Pamela A. Popper, Ph.D., N.D.
Wellness Forum Health
The most frequent form of cancer diagnosed with mammography, ductal carcinoma in situ (DCIS), is a very early-stage cancer, and some do not even think it should be referred to as “cancer.” Most women may be better off not knowing about it, because it usually does not progress to invasive cancer. Yet women with DCIS are told they have “cancer” and are commonly treated with lumpectomy, mastectomy, radiation, and drugs.
The justification for treating DCIS is that if left untreated, DCIS will progress to invasive cancer. But research does not support this stance. Studies of thousands of women who had breast biopsies in the 1950’s and 1960’s and were untreated show that the risk of developing invasive breast cancer or dying from it are low. For a group of women in Tennessee, 25% of women with DCIS developed invasive breast cancer within 10 years of their biopsy.[i] For a group of women in Italy, only 11% of women developed invasive breast cancer in the 20 years following biopsy.[ii] This means that an average of 82% of women did not develop invasive breast cancer. For those who did, invasive cancer developed over a period of several years, making watchful waiting a reasonable strategy. This would result in treatment only for those women who developed cancer, a small percentage, while the rest of the women would be left alone.
As for reducing the risk of death from breast cancer, a study comparing the life expectancy of women with breast cancer to similar-aged women without it showed that women with metastatic breast cancer were 12 times more likely to die than women of a similar age who did not have it. Women with early-stage breast cancer were two times more likely to die. But women with DCIS were between 20% and 30% less likely to die than their counterparts without breast cancer.[iii] This provides further evidence that DCIS is not life-threatening cancer, that most women are over-treated for it, and that most women might be better off not knowing that they have it. A diagnosis of DCIS has little to no effect on life expectancy.
+++
Questions
1. According to the text on DCIS, why is watchful waiting a reasonable strategy? Answer in one to three sentences.
2. Summarize the text on DCIS in two sentences.
The lines here are separate material, apart from the text on DCIS.

Stored data entries
+++
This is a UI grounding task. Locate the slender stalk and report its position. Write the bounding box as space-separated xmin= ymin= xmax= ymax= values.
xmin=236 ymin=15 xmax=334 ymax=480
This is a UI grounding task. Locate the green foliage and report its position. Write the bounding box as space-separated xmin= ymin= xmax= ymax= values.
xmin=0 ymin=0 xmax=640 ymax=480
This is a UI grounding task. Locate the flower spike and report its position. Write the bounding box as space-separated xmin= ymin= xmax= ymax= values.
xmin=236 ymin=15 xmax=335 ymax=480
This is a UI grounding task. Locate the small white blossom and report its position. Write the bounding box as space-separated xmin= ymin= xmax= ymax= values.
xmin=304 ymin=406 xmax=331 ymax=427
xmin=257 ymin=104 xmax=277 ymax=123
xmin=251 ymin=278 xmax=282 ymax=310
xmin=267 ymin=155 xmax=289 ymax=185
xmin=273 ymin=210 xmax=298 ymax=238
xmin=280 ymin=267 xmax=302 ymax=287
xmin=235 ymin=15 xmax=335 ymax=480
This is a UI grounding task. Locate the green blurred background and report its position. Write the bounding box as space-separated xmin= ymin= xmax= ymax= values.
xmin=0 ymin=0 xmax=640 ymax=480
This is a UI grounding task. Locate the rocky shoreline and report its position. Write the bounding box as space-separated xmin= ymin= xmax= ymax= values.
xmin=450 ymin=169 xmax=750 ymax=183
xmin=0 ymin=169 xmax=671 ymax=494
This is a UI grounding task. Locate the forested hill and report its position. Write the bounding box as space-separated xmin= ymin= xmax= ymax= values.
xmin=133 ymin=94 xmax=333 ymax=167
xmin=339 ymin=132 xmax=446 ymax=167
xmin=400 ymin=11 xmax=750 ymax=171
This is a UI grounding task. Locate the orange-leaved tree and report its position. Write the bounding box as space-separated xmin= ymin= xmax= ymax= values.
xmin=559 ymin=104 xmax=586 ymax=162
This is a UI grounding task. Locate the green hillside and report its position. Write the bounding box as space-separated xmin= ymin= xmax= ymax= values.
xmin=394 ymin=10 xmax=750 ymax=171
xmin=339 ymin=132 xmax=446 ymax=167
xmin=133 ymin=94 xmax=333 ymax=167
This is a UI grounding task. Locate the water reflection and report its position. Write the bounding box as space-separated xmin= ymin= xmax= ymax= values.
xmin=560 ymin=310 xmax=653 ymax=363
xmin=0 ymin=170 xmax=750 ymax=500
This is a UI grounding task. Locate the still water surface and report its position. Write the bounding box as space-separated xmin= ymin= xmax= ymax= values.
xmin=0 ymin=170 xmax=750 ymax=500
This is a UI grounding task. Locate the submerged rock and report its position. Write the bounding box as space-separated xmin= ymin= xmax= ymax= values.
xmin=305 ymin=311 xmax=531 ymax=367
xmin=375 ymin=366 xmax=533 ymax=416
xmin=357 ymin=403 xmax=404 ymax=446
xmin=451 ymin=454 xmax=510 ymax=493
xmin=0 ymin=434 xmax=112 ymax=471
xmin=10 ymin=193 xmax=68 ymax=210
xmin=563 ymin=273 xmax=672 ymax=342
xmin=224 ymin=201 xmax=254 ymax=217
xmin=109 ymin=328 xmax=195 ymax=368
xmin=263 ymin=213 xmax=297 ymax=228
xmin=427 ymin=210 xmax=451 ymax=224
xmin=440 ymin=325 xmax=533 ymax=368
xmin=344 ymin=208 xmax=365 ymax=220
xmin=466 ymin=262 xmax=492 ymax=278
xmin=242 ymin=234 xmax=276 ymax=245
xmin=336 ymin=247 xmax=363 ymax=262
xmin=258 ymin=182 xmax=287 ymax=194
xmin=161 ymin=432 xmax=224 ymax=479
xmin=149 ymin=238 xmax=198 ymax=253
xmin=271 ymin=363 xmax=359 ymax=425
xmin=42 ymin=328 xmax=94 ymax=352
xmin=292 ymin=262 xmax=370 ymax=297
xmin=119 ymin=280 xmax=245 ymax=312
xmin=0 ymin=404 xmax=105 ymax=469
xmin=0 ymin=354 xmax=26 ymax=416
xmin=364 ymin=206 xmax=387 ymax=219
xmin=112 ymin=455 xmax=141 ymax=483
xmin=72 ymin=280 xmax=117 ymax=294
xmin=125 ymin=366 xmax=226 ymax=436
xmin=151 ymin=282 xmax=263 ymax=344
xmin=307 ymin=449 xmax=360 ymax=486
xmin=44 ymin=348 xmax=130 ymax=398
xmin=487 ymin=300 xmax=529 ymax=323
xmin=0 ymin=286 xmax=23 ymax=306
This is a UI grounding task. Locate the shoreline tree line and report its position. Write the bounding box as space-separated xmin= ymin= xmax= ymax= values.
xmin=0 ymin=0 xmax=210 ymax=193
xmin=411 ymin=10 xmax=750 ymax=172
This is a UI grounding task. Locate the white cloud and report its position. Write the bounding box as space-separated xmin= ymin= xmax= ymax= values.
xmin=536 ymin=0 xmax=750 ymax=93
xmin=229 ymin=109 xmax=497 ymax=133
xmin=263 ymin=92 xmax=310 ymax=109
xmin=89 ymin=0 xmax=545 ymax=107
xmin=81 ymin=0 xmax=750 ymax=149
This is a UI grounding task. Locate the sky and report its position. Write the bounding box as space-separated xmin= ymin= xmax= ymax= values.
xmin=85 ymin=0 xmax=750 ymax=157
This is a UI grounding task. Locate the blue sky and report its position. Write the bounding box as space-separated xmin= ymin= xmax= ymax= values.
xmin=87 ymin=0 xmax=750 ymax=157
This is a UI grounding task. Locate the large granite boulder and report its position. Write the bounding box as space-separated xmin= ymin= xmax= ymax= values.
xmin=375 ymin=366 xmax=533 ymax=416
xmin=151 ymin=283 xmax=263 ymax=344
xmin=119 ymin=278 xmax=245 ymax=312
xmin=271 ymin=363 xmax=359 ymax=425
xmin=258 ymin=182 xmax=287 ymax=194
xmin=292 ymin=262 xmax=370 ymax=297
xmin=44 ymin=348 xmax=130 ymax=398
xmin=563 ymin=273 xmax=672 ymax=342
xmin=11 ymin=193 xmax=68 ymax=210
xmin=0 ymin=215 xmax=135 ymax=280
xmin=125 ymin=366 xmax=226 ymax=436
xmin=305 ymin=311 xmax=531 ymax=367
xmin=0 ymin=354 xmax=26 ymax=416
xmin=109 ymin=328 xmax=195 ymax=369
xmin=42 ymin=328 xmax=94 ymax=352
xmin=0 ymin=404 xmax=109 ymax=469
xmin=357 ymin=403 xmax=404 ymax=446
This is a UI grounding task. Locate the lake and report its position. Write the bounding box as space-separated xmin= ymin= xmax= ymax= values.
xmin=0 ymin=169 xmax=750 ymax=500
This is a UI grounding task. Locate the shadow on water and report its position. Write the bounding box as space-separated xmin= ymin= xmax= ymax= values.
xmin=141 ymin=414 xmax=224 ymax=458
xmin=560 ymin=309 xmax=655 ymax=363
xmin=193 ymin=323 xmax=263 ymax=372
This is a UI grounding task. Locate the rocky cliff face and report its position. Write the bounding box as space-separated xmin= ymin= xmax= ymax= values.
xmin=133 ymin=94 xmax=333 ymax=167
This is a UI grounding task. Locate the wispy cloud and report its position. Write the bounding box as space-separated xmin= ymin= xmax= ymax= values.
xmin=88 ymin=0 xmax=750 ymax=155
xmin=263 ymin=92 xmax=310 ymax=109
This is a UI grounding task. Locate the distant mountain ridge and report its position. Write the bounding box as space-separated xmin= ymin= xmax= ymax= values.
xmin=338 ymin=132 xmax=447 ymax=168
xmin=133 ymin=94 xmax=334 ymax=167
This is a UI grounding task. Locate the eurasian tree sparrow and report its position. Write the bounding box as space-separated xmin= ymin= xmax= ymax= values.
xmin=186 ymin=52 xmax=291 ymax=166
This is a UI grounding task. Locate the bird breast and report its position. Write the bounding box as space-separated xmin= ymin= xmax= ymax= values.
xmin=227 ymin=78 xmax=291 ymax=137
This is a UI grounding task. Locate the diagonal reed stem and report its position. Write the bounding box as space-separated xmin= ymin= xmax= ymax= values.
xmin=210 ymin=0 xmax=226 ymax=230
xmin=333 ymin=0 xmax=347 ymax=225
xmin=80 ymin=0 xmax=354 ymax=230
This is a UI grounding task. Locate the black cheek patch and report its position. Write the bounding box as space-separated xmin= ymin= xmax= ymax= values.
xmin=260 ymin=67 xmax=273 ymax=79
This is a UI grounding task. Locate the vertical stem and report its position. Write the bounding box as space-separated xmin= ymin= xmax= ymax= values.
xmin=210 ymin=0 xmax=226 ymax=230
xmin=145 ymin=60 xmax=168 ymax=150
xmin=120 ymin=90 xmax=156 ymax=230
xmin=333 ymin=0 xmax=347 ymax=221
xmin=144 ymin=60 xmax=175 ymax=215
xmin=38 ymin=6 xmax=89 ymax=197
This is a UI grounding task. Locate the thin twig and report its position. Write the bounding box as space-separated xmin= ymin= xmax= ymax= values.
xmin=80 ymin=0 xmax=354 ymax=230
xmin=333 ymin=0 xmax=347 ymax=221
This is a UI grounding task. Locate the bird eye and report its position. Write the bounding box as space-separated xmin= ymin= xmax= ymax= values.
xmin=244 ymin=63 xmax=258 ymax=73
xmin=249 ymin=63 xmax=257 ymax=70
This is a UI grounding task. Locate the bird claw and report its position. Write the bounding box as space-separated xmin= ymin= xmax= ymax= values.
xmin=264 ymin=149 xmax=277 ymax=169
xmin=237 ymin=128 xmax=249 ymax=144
+++
Answer list
1. Watchful waiting is reasonable because an average of 82% of women with DCIS did not develop invasive breast cancer, and for those who did, it developed over a period of several years. This approach would mean treating only the small percentage of women who developed cancer, while the rest would be left alone.

2. Ductal carcinoma in situ is a very early-stage cancer that usually does not progress to invasive cancer, yet women diagnosed with it are commonly treated with lumpectomy, mastectomy, radiation, and drugs. Studies of untreated women and of life expectancy show that DCIS is not life-threatening, that most women are over-treated for it, and that a diagnosis has little to no effect on life expectancy.